### PROBLEM DESCRIPTION
A word-for-word restatement of the whole listing is the expected answer.

══ EXCERPTED DATA ══

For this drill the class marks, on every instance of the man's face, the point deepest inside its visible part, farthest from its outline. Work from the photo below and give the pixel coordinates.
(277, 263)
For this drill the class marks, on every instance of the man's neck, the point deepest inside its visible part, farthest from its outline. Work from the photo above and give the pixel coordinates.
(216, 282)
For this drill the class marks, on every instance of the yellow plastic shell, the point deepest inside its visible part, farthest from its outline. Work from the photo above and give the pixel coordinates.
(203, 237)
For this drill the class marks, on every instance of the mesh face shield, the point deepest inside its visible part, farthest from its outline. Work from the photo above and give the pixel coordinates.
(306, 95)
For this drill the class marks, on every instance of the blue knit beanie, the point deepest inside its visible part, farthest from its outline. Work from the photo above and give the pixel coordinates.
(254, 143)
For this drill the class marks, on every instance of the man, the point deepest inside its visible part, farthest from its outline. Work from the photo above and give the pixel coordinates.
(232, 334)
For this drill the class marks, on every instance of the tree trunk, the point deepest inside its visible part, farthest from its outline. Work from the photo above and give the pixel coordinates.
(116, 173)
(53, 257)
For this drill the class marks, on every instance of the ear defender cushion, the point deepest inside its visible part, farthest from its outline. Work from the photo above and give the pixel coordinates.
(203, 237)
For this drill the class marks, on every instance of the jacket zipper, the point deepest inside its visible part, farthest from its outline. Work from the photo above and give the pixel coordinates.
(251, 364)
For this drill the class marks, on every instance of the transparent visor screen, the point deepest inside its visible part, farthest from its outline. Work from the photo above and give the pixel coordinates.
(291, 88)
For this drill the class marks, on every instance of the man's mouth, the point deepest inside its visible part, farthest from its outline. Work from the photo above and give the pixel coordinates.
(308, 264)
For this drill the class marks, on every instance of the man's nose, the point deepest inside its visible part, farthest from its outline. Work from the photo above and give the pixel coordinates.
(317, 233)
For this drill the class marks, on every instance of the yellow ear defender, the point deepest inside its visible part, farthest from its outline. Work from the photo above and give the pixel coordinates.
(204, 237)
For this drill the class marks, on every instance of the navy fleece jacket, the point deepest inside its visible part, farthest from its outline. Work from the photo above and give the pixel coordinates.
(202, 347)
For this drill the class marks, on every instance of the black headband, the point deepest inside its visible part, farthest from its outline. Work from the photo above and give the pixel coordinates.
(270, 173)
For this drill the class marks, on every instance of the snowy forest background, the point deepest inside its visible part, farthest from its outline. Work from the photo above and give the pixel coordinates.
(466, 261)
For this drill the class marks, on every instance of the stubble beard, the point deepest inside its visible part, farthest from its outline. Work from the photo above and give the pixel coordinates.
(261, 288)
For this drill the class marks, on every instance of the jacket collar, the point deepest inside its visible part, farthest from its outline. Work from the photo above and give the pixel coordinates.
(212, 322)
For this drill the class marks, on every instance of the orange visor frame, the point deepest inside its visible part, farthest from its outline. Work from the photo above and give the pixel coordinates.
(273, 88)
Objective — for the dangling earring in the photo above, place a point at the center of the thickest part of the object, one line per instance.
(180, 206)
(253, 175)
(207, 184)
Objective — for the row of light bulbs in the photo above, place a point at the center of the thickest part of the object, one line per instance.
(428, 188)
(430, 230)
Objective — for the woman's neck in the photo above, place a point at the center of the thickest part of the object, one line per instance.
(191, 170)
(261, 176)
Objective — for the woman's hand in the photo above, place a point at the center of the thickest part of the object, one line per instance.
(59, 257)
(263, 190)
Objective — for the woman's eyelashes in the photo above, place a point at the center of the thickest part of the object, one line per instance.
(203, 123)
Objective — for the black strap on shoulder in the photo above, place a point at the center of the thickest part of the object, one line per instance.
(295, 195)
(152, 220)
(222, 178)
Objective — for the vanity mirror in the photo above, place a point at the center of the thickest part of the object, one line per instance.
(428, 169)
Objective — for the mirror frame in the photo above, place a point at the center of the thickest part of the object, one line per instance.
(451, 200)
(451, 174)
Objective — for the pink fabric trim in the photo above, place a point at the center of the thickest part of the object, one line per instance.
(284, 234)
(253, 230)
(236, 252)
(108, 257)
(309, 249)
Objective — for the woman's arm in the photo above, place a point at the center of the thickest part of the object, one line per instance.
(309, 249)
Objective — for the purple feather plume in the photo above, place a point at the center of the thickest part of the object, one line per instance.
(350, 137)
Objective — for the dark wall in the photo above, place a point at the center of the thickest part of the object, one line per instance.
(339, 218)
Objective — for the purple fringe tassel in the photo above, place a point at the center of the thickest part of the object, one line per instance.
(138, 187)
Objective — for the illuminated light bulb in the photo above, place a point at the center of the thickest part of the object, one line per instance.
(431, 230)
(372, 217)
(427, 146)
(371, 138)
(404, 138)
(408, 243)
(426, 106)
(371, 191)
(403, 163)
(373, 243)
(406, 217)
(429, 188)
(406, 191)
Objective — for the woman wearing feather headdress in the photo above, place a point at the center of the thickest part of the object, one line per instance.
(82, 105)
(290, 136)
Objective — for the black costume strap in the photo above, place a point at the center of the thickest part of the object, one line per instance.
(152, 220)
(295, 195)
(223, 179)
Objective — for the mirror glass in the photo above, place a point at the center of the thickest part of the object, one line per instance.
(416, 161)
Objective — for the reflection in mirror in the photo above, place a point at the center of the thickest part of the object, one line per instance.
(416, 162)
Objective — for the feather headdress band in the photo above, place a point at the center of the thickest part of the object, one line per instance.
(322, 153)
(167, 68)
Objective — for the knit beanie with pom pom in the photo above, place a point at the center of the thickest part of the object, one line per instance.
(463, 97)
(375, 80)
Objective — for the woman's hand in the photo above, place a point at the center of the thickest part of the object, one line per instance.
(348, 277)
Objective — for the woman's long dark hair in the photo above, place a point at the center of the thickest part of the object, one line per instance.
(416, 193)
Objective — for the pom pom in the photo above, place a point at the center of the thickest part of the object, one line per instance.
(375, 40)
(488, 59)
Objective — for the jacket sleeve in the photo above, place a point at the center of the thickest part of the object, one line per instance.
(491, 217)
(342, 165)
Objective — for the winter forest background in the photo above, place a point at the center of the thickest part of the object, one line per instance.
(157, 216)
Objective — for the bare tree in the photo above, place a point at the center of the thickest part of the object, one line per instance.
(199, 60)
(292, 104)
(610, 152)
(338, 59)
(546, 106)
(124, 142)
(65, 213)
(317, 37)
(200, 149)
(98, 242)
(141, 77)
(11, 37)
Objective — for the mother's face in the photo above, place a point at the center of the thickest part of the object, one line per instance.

═══

### EXERCISE RESPONSE
For this drill the class marks, on every instance of the man's face, the point deepest inside its visible part, farthest from its outline. Work from the photo below and give the pixel coordinates.
(277, 263)
For this drill the class marks, on every instance of the man's neck, the point deepest inside its visible part, farthest from its outline. Work from the photo above and give the pixel coordinates.
(216, 282)
For this drill the class marks, on every instance of the yellow plastic shell, the point deepest inside its visible part, farthest from its outline. Work from the photo above and give the pixel coordinates.
(203, 237)
For this drill the class marks, on every instance of the mesh face shield, the point deepest inside its visible part, farthest from its outline. Work from the photo above and give the pixel coordinates.
(306, 95)
For this drill the class marks, on every instance of the blue knit beanie, the point deepest inside its visible part, farthest from its outline. Work from the photo above and give the pixel coordinates.
(254, 143)
For this drill the class marks, on every instance of the man, the point deepest inside its visible part, farthest from its outline. Work from the photo above and give the pixel coordinates.
(232, 334)
For this drill the class marks, on every instance of the tree trunk, the point deepest inside its visible part, farthest from its outline. Work from the photo above and give the pixel coordinates.
(116, 173)
(53, 257)
For this drill the class marks, on every instance of the ear defender cushion, the point deepest inside its visible part, farthest from its outline. Work from the photo above and give the pixel coordinates.
(203, 237)
For this drill the class marks, on every instance of the jacket zipper, the point deepest inside its visible part, farthest from its outline. Work from the photo above and give the pixel coordinates.
(251, 364)
For this drill the class marks, on every instance of the transparent visor screen, the point deepest inside its visible part, farthest from its outline. Work from the photo above and give the pixel coordinates.
(291, 88)
For this drill the class marks, on every instance of the man's mouth, the point deepest inside its visible part, farthest from its outline. Work from the photo above and give the pixel coordinates.
(308, 264)
For this drill the class marks, on every instance of the man's nose, the point deepest inside its visible part, farthest from its outline. Work from the photo above and give the pixel coordinates.
(317, 233)
For this drill the class marks, on every instance of the yellow ear defender, the point deepest inside its visible part, farthest from its outline. Work from the photo above and give the pixel coordinates.
(204, 237)
For this drill the class marks, on every instance of the navy fleece jacket, the point deepest inside its visible part, farthest from its outline. Work from the photo above and give the pixel coordinates.
(202, 347)
For this drill the class marks, on every instance of the black headband, the point deepest inside its visible part, farthest from its outline. Work from the photo above and give the pixel coordinates.
(270, 173)
For this drill the class marks, on every instance of the snowy forest background, the point deepest inside its visible part, farthest from its outline. Work from the photo above and give the pixel coordinates.
(466, 261)
For this drill the class marks, on every instance of the stubble beard, the point deepest inside its visible part, farthest from its outline. Work from the photo above and give the pixel coordinates.
(261, 288)
For this drill the class marks, on every instance of the jacket collar, the point deepest inside its visible part, farthest from its outline. Work from the photo above and give the pixel coordinates.
(212, 322)
For this drill the class marks, on every instance of the orange visor frame, the point deepest inside its visible part, farthest from its outline. Work from the photo above and give the pixel coordinates.
(273, 88)
Objective — for the dangling earring in the photo above, place a point at the center of the thickest part of the object, one line per instance.
(180, 206)
(253, 175)
(207, 184)
Objective — for the row of light bulbs in the photo above, place a point at the center of the thickest part of the object, one line per instance.
(428, 188)
(430, 230)
Objective — for the woman's neck in the photo above, place a point at the center of the thickest part of the object, one line per instance.
(191, 170)
(261, 176)
Objective — for the woman's hand in the photo above, place a point at the center of the thickest part of the object, one line per instance.
(59, 257)
(263, 190)
Objective — for the woman's eyelashes in the photo above, place a point at the center of the thickest part of the object, one line per instance.
(203, 123)
Objective — for the black strap on shoulder in the photo above, place a point at the center of the thickest part of the object, one line per instance.
(295, 195)
(152, 220)
(222, 178)
Objective — for the vanity mirror in the photo above, place a point at the center of the thickest part of the object, one line per instance.
(428, 169)
Objective — for the mirror frame in the photo above, place a point at the center of the thickest part of the object, one line per instance.
(451, 200)
(451, 174)
Objective — for the pink fabric trim in the photo above, place a point at the center of the thickest part of the object, one line per instance.
(284, 234)
(253, 230)
(236, 252)
(108, 257)
(309, 249)
Objective — for the woman's arm in the photo above, place a point at the center of the thickest part of the object, one line per instance.
(309, 249)
Objective — for the purple feather plume in the photo above, place a point at the center of the thickest part of the object, one line per instance.
(350, 137)
Objective — for the dark wall in the photo above, place a point at the center of the thickest part of the object, one line per instance.
(339, 218)
Objective — for the purple fringe tassel in the photo above, place a point at the center of the thickest part of the object, one line per instance.
(138, 187)
Objective — for the illuminated light bulb in the photo above, place a point at the center of the thickest part of the object, one line per instance.
(431, 230)
(372, 217)
(427, 146)
(371, 138)
(404, 138)
(408, 243)
(426, 106)
(371, 191)
(403, 163)
(373, 243)
(406, 217)
(429, 188)
(406, 191)
Objective — for the woman wearing feather headdress in the photo above, place a point at the center of the thickest part of the object, one line per instance.
(82, 105)
(290, 136)
Objective — for the black costume strap in the photo above, place a point at the center of the thickest part of the object, one line per instance.
(152, 220)
(295, 195)
(223, 179)
Objective — for the mirror glass in the photo above, place a point at the center of the thickest part of the object, one line per instance.
(416, 161)
Objective — for the reflection in mirror in the photo above, place a point at the center of the thickest part of the object, one line per instance.
(416, 162)
Objective — for the feather headdress band in the photo above, place a point at the center of the thickest part of the object, one line per instance.
(322, 153)
(167, 68)
Objective — for the knit beanie with pom pom in the photo above, place a point at the center of the thickest part of the object, one line per instance.
(463, 97)
(375, 80)
Objective — for the woman's hand in the photo above, place a point at the center of the thickest part of the object, one line per instance.
(348, 277)
Objective — for the woman's long dark hair in the photo above, place a point at the center of the thickest part of the object, one line per instance.
(416, 193)
Objective — for the pom pom in the photo above, place a point at the center of the thickest part of the object, one line per instance.
(375, 40)
(488, 59)
Objective — for the jacket sleeve in the photo above, place a point at the center of the thickest part of the object, one line per instance.
(491, 217)
(342, 165)
Objective — for the winter forest background in the photo above, place a point at the center of the thickest part of the object, one line per instance.
(157, 216)
Objective — for the bare tree in the photo above, place a point at the center of the thickest part of the object, one line per instance.
(199, 60)
(292, 104)
(610, 152)
(338, 59)
(546, 106)
(124, 142)
(65, 213)
(317, 37)
(200, 149)
(98, 242)
(141, 77)
(11, 37)
Objective — for the mother's face in the photo above, place a point at the center of the thickest part of the object, one line per instance.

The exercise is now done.